● Task to complete: Please pull together every line in the records below that contains the string "long", copying each one.

● Source records:
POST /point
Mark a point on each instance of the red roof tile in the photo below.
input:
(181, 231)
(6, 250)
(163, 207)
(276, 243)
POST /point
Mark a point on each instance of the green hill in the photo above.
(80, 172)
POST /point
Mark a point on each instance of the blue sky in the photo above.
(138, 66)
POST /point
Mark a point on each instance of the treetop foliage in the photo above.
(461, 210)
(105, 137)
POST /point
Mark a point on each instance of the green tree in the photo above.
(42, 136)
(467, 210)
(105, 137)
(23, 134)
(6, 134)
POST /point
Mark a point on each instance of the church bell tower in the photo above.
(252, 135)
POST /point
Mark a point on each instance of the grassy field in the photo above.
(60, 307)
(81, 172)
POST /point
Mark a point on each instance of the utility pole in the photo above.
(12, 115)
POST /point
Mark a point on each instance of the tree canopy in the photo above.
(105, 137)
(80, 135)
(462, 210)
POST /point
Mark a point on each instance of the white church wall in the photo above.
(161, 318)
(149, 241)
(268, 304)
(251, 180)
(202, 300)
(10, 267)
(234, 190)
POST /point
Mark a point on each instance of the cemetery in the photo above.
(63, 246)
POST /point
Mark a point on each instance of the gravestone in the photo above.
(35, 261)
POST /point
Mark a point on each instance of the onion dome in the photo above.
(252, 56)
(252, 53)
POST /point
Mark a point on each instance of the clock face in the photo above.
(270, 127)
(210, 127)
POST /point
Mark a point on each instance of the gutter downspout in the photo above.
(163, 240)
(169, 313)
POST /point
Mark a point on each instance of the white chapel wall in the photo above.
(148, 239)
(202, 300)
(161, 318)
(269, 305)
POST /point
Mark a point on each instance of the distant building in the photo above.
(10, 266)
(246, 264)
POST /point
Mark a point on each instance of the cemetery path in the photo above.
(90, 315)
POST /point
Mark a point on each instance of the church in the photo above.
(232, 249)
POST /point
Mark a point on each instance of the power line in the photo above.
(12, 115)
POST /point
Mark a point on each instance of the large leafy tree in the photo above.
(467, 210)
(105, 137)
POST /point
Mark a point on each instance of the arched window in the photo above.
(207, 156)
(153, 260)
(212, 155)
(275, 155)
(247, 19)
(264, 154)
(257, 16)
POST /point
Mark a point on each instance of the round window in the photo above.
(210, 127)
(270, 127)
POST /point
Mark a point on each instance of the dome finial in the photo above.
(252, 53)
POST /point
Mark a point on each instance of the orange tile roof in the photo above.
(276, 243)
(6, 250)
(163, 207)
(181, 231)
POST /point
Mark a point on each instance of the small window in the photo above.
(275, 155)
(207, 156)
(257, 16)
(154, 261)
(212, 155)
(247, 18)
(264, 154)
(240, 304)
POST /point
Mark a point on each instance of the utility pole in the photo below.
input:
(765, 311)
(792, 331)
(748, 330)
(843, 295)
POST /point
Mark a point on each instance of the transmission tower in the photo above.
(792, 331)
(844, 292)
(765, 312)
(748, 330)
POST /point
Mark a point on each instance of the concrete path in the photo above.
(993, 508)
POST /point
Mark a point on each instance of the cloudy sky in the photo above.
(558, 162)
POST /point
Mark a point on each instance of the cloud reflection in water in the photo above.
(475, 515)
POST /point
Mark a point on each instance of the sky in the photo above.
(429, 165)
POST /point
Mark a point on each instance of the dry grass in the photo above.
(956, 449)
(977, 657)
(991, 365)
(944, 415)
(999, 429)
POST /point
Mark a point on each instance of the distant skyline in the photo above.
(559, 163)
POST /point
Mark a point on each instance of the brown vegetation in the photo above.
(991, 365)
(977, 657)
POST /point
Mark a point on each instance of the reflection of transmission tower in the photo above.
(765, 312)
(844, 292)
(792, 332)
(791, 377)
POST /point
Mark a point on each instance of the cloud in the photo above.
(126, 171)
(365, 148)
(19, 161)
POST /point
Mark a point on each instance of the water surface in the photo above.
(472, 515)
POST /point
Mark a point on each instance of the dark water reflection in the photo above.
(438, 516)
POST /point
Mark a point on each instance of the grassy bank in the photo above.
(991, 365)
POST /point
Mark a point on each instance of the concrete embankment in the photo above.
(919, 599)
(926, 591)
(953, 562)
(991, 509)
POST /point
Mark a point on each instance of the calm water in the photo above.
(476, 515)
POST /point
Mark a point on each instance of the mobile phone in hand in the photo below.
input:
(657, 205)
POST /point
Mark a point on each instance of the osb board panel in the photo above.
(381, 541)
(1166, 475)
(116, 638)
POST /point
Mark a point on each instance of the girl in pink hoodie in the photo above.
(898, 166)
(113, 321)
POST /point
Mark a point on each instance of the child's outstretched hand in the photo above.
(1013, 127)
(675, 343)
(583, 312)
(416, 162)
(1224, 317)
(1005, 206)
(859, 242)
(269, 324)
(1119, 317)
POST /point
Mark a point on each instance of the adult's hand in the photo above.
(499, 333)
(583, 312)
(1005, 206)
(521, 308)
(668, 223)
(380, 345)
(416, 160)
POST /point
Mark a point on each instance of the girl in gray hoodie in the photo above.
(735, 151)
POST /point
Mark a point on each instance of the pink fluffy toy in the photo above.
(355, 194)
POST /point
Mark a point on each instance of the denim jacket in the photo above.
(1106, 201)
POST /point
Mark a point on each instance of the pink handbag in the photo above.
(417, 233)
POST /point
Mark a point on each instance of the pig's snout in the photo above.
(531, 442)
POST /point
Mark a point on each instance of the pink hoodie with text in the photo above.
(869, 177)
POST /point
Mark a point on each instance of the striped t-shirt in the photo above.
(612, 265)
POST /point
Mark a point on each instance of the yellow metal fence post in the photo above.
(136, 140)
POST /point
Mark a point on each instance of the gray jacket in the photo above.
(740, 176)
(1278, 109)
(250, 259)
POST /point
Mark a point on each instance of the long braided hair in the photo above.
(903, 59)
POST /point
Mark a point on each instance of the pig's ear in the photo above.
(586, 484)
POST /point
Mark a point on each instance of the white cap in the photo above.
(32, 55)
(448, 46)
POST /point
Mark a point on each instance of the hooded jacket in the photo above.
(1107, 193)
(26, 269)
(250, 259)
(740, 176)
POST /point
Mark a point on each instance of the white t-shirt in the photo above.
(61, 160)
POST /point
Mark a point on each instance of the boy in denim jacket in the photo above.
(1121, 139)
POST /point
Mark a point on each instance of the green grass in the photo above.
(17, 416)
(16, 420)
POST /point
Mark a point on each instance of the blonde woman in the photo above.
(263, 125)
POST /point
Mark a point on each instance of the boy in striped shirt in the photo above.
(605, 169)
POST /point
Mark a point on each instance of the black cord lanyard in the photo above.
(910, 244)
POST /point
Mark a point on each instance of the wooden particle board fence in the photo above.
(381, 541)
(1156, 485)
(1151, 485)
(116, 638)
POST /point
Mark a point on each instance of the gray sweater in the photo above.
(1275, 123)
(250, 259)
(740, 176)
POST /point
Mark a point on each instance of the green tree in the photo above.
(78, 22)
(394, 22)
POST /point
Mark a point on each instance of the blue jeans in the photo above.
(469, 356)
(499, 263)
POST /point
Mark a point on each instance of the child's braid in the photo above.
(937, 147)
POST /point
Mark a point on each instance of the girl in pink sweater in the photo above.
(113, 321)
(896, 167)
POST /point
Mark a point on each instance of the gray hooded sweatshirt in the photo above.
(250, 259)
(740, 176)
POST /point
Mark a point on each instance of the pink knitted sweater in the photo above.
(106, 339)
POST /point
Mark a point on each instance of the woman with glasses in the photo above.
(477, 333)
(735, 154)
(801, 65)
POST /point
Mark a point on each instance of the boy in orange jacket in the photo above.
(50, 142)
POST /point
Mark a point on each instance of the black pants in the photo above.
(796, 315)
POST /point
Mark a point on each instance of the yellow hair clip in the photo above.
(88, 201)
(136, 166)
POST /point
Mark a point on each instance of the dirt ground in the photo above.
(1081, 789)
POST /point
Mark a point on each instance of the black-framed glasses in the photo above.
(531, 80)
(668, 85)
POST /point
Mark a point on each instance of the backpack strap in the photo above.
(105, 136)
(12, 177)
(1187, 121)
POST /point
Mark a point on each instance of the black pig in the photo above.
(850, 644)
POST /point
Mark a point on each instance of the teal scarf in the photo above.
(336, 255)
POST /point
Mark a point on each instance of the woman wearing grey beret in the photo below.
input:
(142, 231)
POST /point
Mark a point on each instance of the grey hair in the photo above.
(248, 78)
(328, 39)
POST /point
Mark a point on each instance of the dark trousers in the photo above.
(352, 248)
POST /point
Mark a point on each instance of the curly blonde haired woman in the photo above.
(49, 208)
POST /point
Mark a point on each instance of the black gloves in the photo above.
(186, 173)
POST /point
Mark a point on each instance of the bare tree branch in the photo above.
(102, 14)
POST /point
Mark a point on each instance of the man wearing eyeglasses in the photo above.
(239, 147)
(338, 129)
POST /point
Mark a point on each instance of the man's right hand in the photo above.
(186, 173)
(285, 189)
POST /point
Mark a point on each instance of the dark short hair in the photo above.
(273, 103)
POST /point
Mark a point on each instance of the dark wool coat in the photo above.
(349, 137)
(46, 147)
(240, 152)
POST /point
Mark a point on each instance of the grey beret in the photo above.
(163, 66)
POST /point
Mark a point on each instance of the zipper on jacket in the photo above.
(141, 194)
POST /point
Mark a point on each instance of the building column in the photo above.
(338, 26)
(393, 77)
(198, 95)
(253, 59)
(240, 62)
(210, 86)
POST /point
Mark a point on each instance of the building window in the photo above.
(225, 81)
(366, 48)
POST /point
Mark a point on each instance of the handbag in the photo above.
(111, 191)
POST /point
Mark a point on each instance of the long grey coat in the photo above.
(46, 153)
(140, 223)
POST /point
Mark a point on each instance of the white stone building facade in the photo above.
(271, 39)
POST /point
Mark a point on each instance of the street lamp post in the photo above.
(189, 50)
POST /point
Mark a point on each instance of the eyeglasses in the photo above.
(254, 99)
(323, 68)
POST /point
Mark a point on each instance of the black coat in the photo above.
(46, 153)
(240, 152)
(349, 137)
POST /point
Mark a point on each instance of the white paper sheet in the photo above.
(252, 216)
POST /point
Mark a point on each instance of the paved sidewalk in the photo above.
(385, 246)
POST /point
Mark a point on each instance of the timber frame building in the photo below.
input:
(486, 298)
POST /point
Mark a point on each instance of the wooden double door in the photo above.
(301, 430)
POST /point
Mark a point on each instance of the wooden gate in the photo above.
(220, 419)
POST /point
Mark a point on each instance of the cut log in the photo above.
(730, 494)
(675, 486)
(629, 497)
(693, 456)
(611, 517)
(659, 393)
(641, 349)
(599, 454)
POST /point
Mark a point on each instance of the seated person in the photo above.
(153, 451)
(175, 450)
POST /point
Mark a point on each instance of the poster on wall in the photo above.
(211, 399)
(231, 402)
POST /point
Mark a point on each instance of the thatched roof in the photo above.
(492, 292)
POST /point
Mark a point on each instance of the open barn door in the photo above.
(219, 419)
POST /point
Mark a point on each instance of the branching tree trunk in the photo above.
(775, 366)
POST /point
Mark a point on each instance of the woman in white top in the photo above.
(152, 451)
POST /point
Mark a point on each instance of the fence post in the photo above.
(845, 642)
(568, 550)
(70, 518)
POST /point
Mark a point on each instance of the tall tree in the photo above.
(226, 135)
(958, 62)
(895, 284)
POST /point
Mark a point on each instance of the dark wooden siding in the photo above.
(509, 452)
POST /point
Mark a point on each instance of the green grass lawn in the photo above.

● Correct output:
Mark a point on each instance of the long braided hair in the photo above.
Mark a point on each instance of the long grey coat in the photo above.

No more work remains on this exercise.